### What you should do:
Copy the whole listing below verbatim, omitting the pictures.

A run of listings
BEGIN

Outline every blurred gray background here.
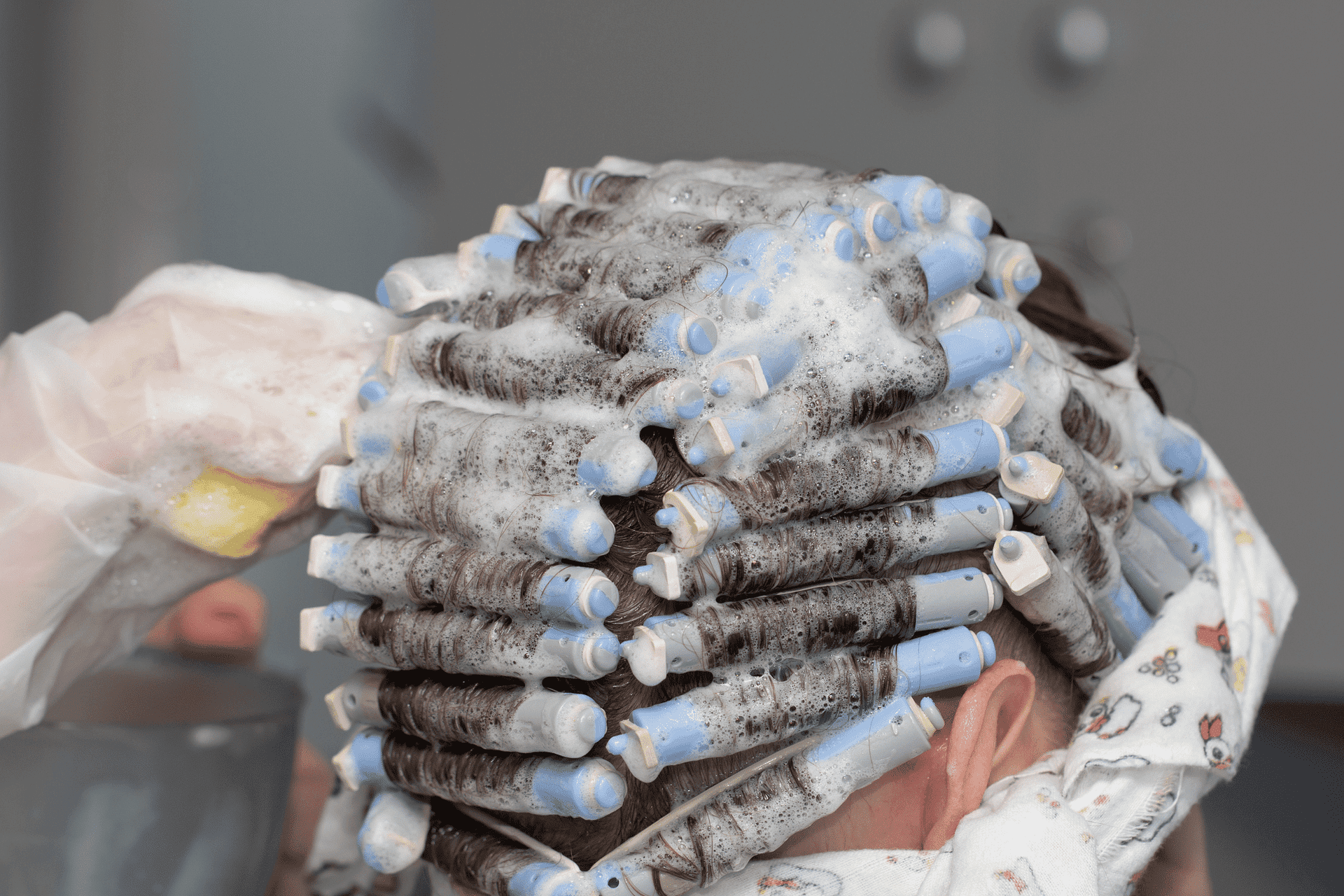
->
[0,0,1344,893]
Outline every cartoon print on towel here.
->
[989,855,1042,896]
[1195,620,1233,688]
[1138,648,1180,684]
[757,862,844,896]
[1078,693,1144,740]
[1199,715,1233,771]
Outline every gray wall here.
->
[0,0,1344,750]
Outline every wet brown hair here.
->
[449,231,1144,871]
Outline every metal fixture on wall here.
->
[1033,7,1112,89]
[897,9,966,90]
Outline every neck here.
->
[769,700,1063,858]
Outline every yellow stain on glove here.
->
[168,466,305,557]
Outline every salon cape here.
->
[701,444,1297,896]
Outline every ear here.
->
[145,579,266,662]
[923,659,1036,849]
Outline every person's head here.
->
[312,160,1188,892]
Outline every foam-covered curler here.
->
[327,669,606,759]
[1134,491,1210,570]
[1157,418,1208,482]
[980,235,1040,307]
[621,570,1002,685]
[1116,516,1191,615]
[308,532,620,627]
[938,316,1021,390]
[916,232,985,300]
[801,211,860,262]
[588,697,944,896]
[630,377,704,428]
[359,790,430,874]
[371,732,625,821]
[864,174,949,231]
[608,629,993,780]
[989,532,1119,693]
[920,421,1008,488]
[897,627,997,693]
[341,729,625,820]
[298,601,621,680]
[634,491,1012,601]
[1001,453,1152,654]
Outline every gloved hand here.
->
[302,158,1200,896]
[0,265,405,736]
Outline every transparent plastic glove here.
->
[0,265,400,735]
[302,158,1214,896]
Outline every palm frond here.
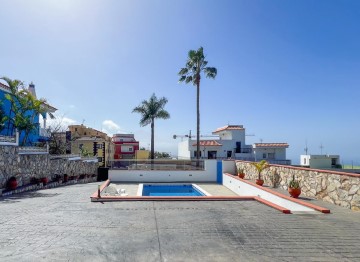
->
[204,67,217,79]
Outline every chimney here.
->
[28,82,36,98]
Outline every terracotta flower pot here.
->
[256,179,264,186]
[288,187,301,198]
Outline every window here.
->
[194,151,201,157]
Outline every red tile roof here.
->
[254,143,289,148]
[213,125,245,134]
[193,140,222,146]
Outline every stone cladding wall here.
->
[236,161,360,211]
[0,145,98,189]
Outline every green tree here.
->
[1,77,54,145]
[178,47,217,163]
[0,101,7,131]
[19,90,54,145]
[0,76,24,135]
[132,94,170,159]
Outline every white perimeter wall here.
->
[223,175,315,211]
[109,160,217,183]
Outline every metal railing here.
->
[108,159,204,171]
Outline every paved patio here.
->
[0,183,360,261]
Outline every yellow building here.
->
[69,125,115,167]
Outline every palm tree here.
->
[178,47,217,163]
[19,90,55,145]
[0,76,24,135]
[132,94,170,159]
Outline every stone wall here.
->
[0,146,98,189]
[0,146,20,188]
[236,161,360,211]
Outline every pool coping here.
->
[90,178,330,214]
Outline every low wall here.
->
[236,161,360,211]
[0,145,98,188]
[223,174,315,212]
[109,160,217,182]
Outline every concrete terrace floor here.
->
[0,183,360,261]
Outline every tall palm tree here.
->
[178,47,217,163]
[132,94,170,159]
[0,76,24,135]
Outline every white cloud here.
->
[101,120,124,136]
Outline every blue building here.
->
[0,82,57,146]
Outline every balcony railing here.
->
[108,159,204,170]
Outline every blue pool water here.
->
[142,184,205,196]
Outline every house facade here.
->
[300,155,340,168]
[178,125,291,164]
[0,83,57,146]
[112,134,139,159]
[66,125,115,167]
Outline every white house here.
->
[178,125,290,164]
[300,155,340,168]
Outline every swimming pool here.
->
[138,184,209,197]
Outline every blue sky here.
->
[0,0,360,164]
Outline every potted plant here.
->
[288,175,301,198]
[238,167,245,179]
[251,160,270,186]
[7,176,17,190]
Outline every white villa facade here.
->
[300,155,340,168]
[178,125,291,164]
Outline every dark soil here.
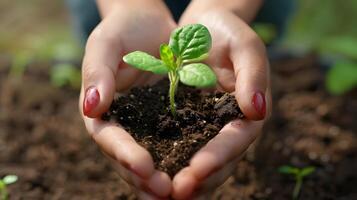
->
[103,80,243,177]
[0,55,357,200]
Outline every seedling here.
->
[123,24,217,116]
[0,175,18,200]
[278,165,315,200]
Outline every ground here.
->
[0,56,357,199]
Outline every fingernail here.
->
[252,92,266,118]
[83,86,100,116]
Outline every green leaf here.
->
[123,51,168,74]
[160,44,176,69]
[300,167,315,177]
[169,24,212,61]
[278,165,300,174]
[183,53,208,64]
[179,63,217,87]
[2,175,18,185]
[326,61,357,95]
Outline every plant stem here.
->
[293,176,302,200]
[169,71,178,117]
[169,57,182,117]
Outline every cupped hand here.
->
[173,9,271,199]
[79,1,176,199]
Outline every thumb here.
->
[231,35,270,120]
[80,25,121,118]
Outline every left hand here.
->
[172,9,271,199]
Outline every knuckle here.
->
[82,63,98,83]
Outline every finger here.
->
[82,21,121,118]
[108,156,172,197]
[84,117,154,179]
[190,120,263,180]
[230,31,269,120]
[173,156,238,199]
[134,189,166,200]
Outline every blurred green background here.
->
[0,0,357,95]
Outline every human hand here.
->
[173,8,271,199]
[79,0,176,199]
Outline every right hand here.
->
[79,1,176,199]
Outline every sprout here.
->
[123,24,217,116]
[278,165,315,200]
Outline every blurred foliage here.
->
[282,0,357,95]
[326,61,357,95]
[253,23,277,44]
[51,63,81,89]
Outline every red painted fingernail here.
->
[252,92,266,118]
[83,86,100,116]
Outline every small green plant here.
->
[278,165,315,200]
[0,175,18,200]
[123,24,217,116]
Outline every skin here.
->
[79,0,271,199]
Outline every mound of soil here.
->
[103,80,243,177]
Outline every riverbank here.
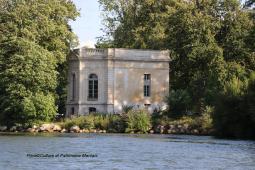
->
[0,112,213,135]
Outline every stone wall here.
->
[67,48,169,114]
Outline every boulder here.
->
[183,123,189,130]
[39,123,54,132]
[149,130,154,134]
[82,129,89,133]
[89,129,97,133]
[192,129,199,135]
[167,129,172,134]
[26,128,35,133]
[61,128,67,133]
[32,125,38,129]
[169,125,175,129]
[0,126,7,132]
[70,125,80,133]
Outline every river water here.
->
[0,134,255,170]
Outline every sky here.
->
[70,0,247,48]
[70,0,103,47]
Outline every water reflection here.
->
[0,133,255,170]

END

### Task answer:
Outline every blurred gray background here.
->
[0,0,1344,893]
Outline every cartoon print on towel here.
->
[989,855,1042,896]
[1195,620,1233,688]
[1138,648,1180,684]
[757,862,844,896]
[1078,693,1144,740]
[1199,715,1233,771]
Outline every gray wall here.
->
[0,0,1344,750]
Outline every wet brown hair here.
->
[449,231,1144,871]
Outline every metal fixture on wall here.
->
[1033,7,1112,89]
[897,9,966,90]
Outline every neck here.
->
[769,700,1063,858]
Outline every yellow stain on glove here.
->
[168,466,305,557]
Outline every salon cape here.
->
[701,444,1297,896]
Outline every ear here.
->
[145,579,266,662]
[923,659,1036,849]
Outline every person's head here.
->
[312,160,1188,892]
Outline every foam-covered curler here.
->
[327,669,606,759]
[1134,491,1210,570]
[1157,418,1208,482]
[980,235,1040,307]
[621,570,1002,685]
[1116,516,1191,615]
[308,532,620,627]
[938,316,1021,390]
[916,232,985,300]
[801,211,860,262]
[588,697,944,896]
[630,377,704,428]
[359,790,430,874]
[371,732,625,821]
[864,174,949,231]
[608,629,993,780]
[989,532,1119,693]
[920,421,1008,488]
[897,627,997,693]
[341,729,625,820]
[298,601,621,680]
[634,491,1012,601]
[1001,453,1152,654]
Outline every gloved hand here.
->
[302,158,1200,896]
[0,265,405,736]
Outline every transparent plastic glove here.
->
[0,265,400,735]
[302,158,1214,896]
Outline every palm frond here.
->
[204,67,217,79]
Outline every chimney here.
->
[28,82,36,98]
Outline every terracotta flower pot here.
->
[256,179,264,186]
[288,187,301,198]
Outline every window here.
->
[194,151,201,157]
Outline every red tile roof here.
->
[254,143,289,148]
[213,125,245,134]
[193,140,222,146]
Outline every stone cladding wall here.
->
[236,161,360,211]
[0,145,98,189]
Outline every green tree here.
->
[1,77,54,145]
[178,47,217,163]
[0,101,7,131]
[19,90,54,145]
[0,76,24,135]
[132,94,170,159]
Outline every white perimeter wall here.
->
[223,175,315,211]
[109,160,217,183]
Outline every metal railing here.
->
[108,159,204,171]
Outline every paved patio here.
->
[0,183,360,261]
Outline every yellow building here.
->
[69,125,115,167]
Outline every palm tree here.
->
[178,47,217,163]
[19,90,55,145]
[0,76,24,135]
[132,94,170,159]
Outline every stone wall here.
->
[0,146,98,189]
[0,146,20,188]
[236,161,360,211]
Outline every pool coping here.
->
[90,178,330,214]
Outline every low wall here.
->
[236,161,360,211]
[0,145,98,188]
[223,174,315,212]
[109,160,217,182]
Outline every concrete terrace floor here.
->
[0,183,360,261]
Outline every tall palm tree here.
->
[178,47,217,163]
[132,94,170,159]
[0,76,24,135]
Outline every white cloud here.
->
[101,120,124,136]
Outline every blue building here.
->
[0,82,57,146]
Outline every balcony railing here.
->
[108,159,204,170]
Outline every blue pool water here.
->
[142,184,205,196]
Outline every house facade here.
->
[300,155,340,168]
[178,125,291,164]
[0,83,57,146]
[112,134,139,159]
[66,125,115,167]
Outline every white house here.
->
[178,125,290,164]
[300,155,340,168]
Outline every swimming pool here.
->
[138,184,209,197]
Outline every blue sky here.
->
[0,0,360,164]
Outline every potted plant here.
->
[288,175,301,198]
[238,167,245,179]
[251,160,270,186]
[7,176,17,190]
Outline every white villa facade here.
->
[300,155,340,168]
[178,125,291,164]
Outline every dark soil here.
->
[103,80,243,177]
[0,55,357,200]
Outline every seedling here.
->
[123,24,217,116]
[0,175,18,200]
[278,165,315,200]
Outline every ground here.
->
[0,56,357,199]
Outline every fingernail here.
->
[252,92,266,118]
[83,86,100,116]
Outline every green leaf here.
->
[123,51,168,74]
[160,44,176,69]
[300,167,315,177]
[169,24,212,61]
[278,165,300,174]
[183,53,208,64]
[179,63,217,87]
[2,175,18,185]
[326,61,357,95]
Outline every plant stem here.
->
[293,176,302,200]
[169,71,178,117]
[169,57,182,117]
Outline every cupped hand here.
->
[173,9,271,199]
[79,1,176,199]
Outline every thumb here.
->
[231,35,270,120]
[80,25,121,118]
Outline every left hand here.
->
[172,9,271,199]
Outline every knuckle here.
->
[82,63,98,83]
Outline every finger here.
->
[82,21,121,118]
[108,156,172,197]
[84,117,154,179]
[190,120,263,180]
[230,31,269,120]
[173,156,238,199]
[134,189,166,200]
Outline every blurred green background here.
->
[0,0,357,95]
Outline every human hand here.
->
[173,8,271,199]
[79,0,176,199]
Outline every right hand here.
->
[79,1,176,199]
Outline every sprout here.
->
[123,24,217,116]
[278,165,315,200]
Outline every blurred foliage here.
->
[282,0,357,95]
[326,61,357,95]
[253,23,277,44]
[51,63,81,89]
Outline every red painted fingernail here.
->
[252,92,266,118]
[83,86,100,116]
Outline every small green plant here.
->
[278,165,315,200]
[0,175,18,200]
[123,24,217,116]
Outline every skin here.
->
[79,0,271,199]
Outline every mound of soil here.
->
[103,80,243,177]
Outline every riverbank here.
->
[0,112,213,135]
Outline every stone wall here.
->
[67,48,169,114]
Outline every boulder here.
->
[183,123,189,130]
[39,123,54,132]
[149,130,154,134]
[82,129,89,133]
[89,129,97,133]
[192,129,199,135]
[167,129,172,134]
[26,128,35,133]
[61,128,67,133]
[32,125,38,129]
[169,125,175,129]
[0,126,7,132]
[70,125,80,133]
Outline every river water here.
->
[0,134,255,170]
Outline every sky here.
->
[70,0,247,48]
[70,0,103,47]
Outline every water reflection here.
->
[0,133,255,170]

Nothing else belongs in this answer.